McAllister v. State, A13A1897, January 22, 2014. Daniel McAllister was arrested in Cherokee County after encountering a police roadblock. He refused the Deputies’ request for a breath test after reading implied consent rights. The Deputy drove McAllister to the jail where he applied for a warrant from a local magistrate for a blood draw.  The Magistrate signed the warrant and McAllister were transported to a local hospital for a blood draw.  The blood test came back at  0.127 above the legal limit of 0.08. The Trial Court denied the motion to suppress the warrant finding that a valid search warrant could be used to obtain a blood draw.

McAllister argued that because the OCGA 40-5-67.1(d) states that “no test shall be given” if a driver refuses to submit to chemical testing after an officer reads the implied consent statute. The Court of Appeals concluded that because the legislature added OCGA 40-5-67.1 (d.1) which “clarified” this language stating that “nothing in this code section shall be deemed to preclude the acquisition or admission of evidence of a violation of code section 40-6-391 if obtained by voluntary consent or a search warrant as authorized by the Constitution or laws of this State or the United States.”  The Court of Appeals held that this language is not contradictory because the State may only apply for a warrant so a warrant is only a possibility.

Given data =
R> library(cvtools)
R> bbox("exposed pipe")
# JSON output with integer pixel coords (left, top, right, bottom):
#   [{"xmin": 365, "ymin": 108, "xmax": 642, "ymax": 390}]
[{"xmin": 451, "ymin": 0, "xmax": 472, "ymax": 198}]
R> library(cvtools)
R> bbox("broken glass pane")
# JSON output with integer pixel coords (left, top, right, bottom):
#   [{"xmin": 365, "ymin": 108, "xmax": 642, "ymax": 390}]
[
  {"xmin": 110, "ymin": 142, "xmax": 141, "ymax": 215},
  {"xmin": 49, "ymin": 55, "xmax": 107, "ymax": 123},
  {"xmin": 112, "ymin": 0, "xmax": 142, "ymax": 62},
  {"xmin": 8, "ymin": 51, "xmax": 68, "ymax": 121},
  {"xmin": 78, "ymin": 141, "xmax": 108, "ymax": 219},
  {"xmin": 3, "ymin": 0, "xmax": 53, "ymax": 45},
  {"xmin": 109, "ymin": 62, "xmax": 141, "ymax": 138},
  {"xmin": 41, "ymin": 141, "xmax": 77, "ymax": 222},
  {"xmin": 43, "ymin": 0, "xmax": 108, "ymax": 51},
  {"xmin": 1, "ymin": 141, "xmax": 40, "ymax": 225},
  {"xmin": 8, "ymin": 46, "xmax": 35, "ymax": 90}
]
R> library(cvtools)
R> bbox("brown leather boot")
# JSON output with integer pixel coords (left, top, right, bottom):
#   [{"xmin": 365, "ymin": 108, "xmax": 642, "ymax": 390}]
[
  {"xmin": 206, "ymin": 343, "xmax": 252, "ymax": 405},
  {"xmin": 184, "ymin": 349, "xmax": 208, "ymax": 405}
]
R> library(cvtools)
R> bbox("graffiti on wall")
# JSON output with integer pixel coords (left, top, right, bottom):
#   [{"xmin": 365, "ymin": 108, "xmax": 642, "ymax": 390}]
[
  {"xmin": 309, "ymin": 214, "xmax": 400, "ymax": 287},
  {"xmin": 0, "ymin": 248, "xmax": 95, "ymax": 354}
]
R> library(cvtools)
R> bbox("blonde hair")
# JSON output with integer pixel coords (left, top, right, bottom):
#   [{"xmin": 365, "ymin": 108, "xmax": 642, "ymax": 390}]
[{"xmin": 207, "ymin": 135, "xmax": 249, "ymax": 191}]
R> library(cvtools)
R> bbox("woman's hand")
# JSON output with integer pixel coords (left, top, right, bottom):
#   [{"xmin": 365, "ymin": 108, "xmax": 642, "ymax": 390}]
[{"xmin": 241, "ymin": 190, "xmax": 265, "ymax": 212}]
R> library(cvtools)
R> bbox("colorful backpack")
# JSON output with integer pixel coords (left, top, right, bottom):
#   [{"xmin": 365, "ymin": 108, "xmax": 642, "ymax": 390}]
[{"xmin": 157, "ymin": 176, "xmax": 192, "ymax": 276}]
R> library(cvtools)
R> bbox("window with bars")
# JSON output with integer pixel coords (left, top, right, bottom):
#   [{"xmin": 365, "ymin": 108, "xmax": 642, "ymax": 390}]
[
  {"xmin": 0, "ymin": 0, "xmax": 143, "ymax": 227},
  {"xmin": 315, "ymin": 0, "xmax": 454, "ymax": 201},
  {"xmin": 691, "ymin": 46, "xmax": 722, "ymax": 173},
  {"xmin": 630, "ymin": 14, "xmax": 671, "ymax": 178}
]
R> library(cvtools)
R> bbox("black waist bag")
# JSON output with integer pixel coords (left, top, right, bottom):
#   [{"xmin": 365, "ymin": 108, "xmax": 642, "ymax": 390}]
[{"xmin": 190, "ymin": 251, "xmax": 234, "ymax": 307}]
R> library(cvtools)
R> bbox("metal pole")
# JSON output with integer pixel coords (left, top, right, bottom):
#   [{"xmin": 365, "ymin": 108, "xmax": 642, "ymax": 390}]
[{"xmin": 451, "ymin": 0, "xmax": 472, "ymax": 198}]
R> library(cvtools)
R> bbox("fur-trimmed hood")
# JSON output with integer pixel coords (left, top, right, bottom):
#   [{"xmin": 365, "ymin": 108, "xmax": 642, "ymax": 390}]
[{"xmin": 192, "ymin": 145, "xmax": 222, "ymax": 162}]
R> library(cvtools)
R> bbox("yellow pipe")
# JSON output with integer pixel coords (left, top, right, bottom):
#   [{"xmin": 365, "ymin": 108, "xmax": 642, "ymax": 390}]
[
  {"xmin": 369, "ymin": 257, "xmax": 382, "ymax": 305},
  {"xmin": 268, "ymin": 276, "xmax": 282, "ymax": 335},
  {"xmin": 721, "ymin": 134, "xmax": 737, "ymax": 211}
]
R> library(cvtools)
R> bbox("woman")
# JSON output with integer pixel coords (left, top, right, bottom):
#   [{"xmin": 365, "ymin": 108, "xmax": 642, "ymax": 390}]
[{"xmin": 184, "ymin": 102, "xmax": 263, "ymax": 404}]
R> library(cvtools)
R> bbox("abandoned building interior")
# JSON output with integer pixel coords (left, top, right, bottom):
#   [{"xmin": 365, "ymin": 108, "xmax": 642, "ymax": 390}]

Exercise directions =
Write the next part of the McAllister v. State case summary, picking up after its final sentence. The entries come from a separate source.

Answer to the problem =
The Court of Appeals seems to have abandoned previous precedent on construing contradictory and confusing statutes. In Busch v. State, 271 Ga. 591, 523 S.E.2d 21 (1999), the Georgia Supreme Court explained that in construing a statute, the goal is to determine its legislative purpose. In this regard, a court must first focus on the statute’s text. In order to discern the meaning of the words of a statute, the reader must look at the context in which the statute was written, remembering at all times that “the meaning of a sentence may be more than that of the separate words, as a melody is more than the notes.” [citing, Helvering v. Gregory, 69 F.2d 809, 810-811 (2nd Cir.1934)]. If the words of a statute, however, are plain and capable of having but one meaning and do not produce any absurd, impractical, or contradictory results, then this Court is bound to follow the meaning of those words. Hardwick v. State, 264 Ga. 161, 163, 442 S.E.2d 236 (1994); Tuten v. City of Brunswick, 262 Ga. 399, 404, 418 S.E.2d 367 (1992)Hollowell v. Jove, 247 Ga. 678, 681, 279 S.E.2d 430 (1981). If, on the other hand, the words of the statute are ambiguous, then this Court must construe the statute, keeping in mind the purpose of the statute, See Sizemore v. State, 262 Ga. 214, 216, 416 S.E.2d 500 (1992)Telecom*USA v. Collins, 260 Ga. 362, 363(1), 393 S.E.2d 235 (1990). and “`the old law, the evil, and the remedy.’ OCGA § 1-3-1(a).”Kemp v. City of Claxton, 269 Ga. 173, 175, 496 S.E.2d 712 (1998). Moreover, because this is a criminal statute, it must be strictly construed against the State. Hughes v. State, 269 Ga. 819, 821, 504 S.E.2d 696 (1998)State v. Mills, 268 Ga. 873, 875, 495 S.E.2d 1 (1998).